- _Explore the material_
1 > According to the Unified Agenda commentary below, how many section 3(f)(1) significant actions is the Treasury Department working on?
2 > Name every government agency or council mentioned in the Unified Agenda commentary below, using the names as they appear there.
3 > Pick up the Unified Agenda commentary below after its final sentence and carry it forward in the same formal voice.

- _Text excerpt_
▬▬▬
With the reduced activity from EPA, DOE now has the third highest number of active section 3(f)(1) significant actions. Among the 20 actions planned by DOE, 17 are Energy Conservation Standards; two are related to the Advanced Technology Vehicles Manufacturing Loan Program; and one concerns clean energy for federal buildings. The Treasury Department is working on 14 section 3(f)(1) significant actions, of which six deal with the Paycheck Protection Program.
To follow up on several other notable actions that I discussed in my previous commentary, DOL finalized its 2022 proposal on the classification of a worker’s status as an employee or independent contractor in January 2024. The Council on Environmental Quality finalized its action that revises the National Environmental Policy Act (NEPA) implementing regulations in May, completing phase 2 of its rulemaking to revise the 2020 NEPA regulations.
Conclusion
The Spring 2024 Unified Agenda retains many similar patterns from previous Agendas, such as the total number of actions and the list of agencies with the largest number of active section 3(f)(1) significant actions. However, this Agenda includes a notably higher number of completed actions—the actions that agencies have completed since December 2023. This change reflects the Biden administration’s effort to minimize the risk of CRA disapproval by finalizing many high-impact rules earlier this year. With that, the administration is leaving fewer section 3(f)(1) significant actions for the final months of this presidential term. If there is a presidential transition in 2025, we may still see the midnight regulation phenomenon before the new administration takes office. However, it may be a less salient one, as the current administration has likely already published its high-priority regulations.
▬▬▬
- _Provided material_
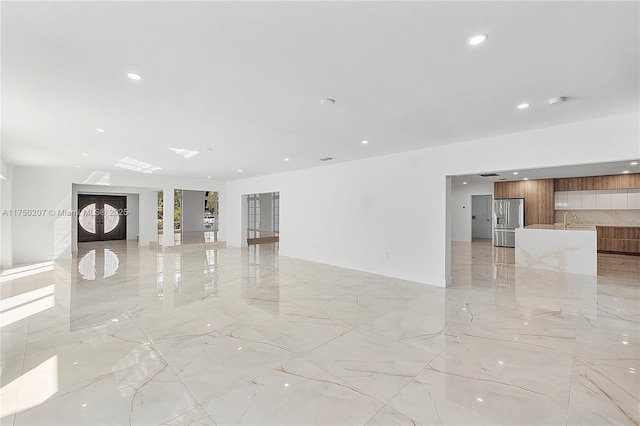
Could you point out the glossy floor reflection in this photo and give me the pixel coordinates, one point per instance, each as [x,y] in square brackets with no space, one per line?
▬▬▬
- _Replies_
1 > 14

2 > EPA, DOE, the Treasury Department, DOL, the Council on Environmental Quality

3 >
[1] Note that the two are not entirely comparable. EO 14094 applies a higher monetary threshold (i.e., an annual impact of $200 million) to the designation of section 3(f)(1) significant actions, while the economically significant actions are based on the $100 million threshold set in EO 12866.
[2] EO 14094 now defines 3(f)(4) actions as those that “raise legal or policy issues for which centralized review would meaningfully further the President’s priorities or the principles set forth in this Executive order, as specifically authorized in a timely manner by the Administrator of OIRA in each case.”